- [GOAL]:
Reproduce every one of the following lines word for word, changing nothing.

>> Start RECORD EXCERPTS

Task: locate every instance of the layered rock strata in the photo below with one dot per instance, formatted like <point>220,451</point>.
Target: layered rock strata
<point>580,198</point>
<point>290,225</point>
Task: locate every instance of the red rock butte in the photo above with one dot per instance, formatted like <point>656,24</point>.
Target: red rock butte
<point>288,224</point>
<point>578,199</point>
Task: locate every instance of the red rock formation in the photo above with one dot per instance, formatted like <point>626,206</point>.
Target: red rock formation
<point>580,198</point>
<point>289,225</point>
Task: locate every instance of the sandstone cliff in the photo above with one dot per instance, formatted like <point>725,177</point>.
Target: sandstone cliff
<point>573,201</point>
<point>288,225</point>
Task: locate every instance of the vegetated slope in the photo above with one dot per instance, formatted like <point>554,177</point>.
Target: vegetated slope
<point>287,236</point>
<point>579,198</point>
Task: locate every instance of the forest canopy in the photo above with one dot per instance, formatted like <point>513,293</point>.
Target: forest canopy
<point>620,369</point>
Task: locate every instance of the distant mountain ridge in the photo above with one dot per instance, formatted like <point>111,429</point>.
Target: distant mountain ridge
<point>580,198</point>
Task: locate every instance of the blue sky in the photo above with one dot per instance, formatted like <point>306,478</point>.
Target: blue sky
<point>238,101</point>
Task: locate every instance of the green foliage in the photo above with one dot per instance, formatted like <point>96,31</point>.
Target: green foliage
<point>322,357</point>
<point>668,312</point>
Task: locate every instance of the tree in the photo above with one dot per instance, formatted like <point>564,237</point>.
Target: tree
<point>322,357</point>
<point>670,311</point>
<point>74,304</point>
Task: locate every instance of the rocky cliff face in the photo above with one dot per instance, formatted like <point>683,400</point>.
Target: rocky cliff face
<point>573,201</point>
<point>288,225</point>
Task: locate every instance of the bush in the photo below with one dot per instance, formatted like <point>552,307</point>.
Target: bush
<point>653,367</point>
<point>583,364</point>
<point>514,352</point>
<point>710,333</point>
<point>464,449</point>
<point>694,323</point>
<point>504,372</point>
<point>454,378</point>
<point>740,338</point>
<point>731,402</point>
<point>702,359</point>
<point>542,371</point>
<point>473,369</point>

>> End RECORD EXCERPTS

- [TASK OUTPUT]:
Task: locate every instance of the layered rock strata in the photo below with one dot per instance, formatted like <point>220,451</point>.
Target: layered rock strata
<point>580,198</point>
<point>290,225</point>
Task: locate every instance of the red rock butte in the photo above with one dot per instance, formatted like <point>656,24</point>.
Target: red rock butte
<point>288,224</point>
<point>578,199</point>
Task: locate every instance of the red rock formation in the photo above with one dot per instance, formatted like <point>626,206</point>.
Target: red rock formation
<point>580,198</point>
<point>289,225</point>
Task: locate every instance of the sandstone cliff in the photo above with one dot per instance, formatted like <point>725,177</point>.
Target: sandstone cliff
<point>573,201</point>
<point>288,225</point>
Task: locate every instance of the vegetated slope in the photo above with one dot per instance, formatted like <point>554,177</point>.
Target: vegetated slope
<point>287,236</point>
<point>579,198</point>
Task: locate every instance of the forest canopy in the photo above with one dot per instance, formatted like <point>513,293</point>.
Target: forest canopy
<point>620,369</point>
Task: locate every instance of the distant mountain ridge in the photo above with one dot per instance, formatted like <point>111,429</point>.
Target: distant mountain ridge
<point>580,198</point>
Task: locate every instance of the blue sky in the photo above with one dot per instance, formatted like <point>306,478</point>.
Target: blue sky
<point>238,101</point>
Task: locate every instance of the green foliage in the photo above with one dot per instance, formatted like <point>96,31</point>.
Target: green foliage
<point>322,357</point>
<point>668,312</point>
Task: locate every instance of the tree in the photo above with one dot per instance, formatted like <point>564,237</point>.
Target: tree
<point>322,357</point>
<point>670,311</point>
<point>74,304</point>
Task: locate every instance of the rocky cliff face in the photo above with one dot per instance, formatted like <point>683,400</point>.
Target: rocky cliff face
<point>573,201</point>
<point>288,225</point>
Task: locate every instance of the bush in the photo below with one dot per instance, formatted like <point>552,307</point>.
Target: bush
<point>653,367</point>
<point>583,364</point>
<point>514,352</point>
<point>710,333</point>
<point>464,449</point>
<point>694,323</point>
<point>504,372</point>
<point>454,378</point>
<point>740,338</point>
<point>731,402</point>
<point>702,359</point>
<point>542,371</point>
<point>473,369</point>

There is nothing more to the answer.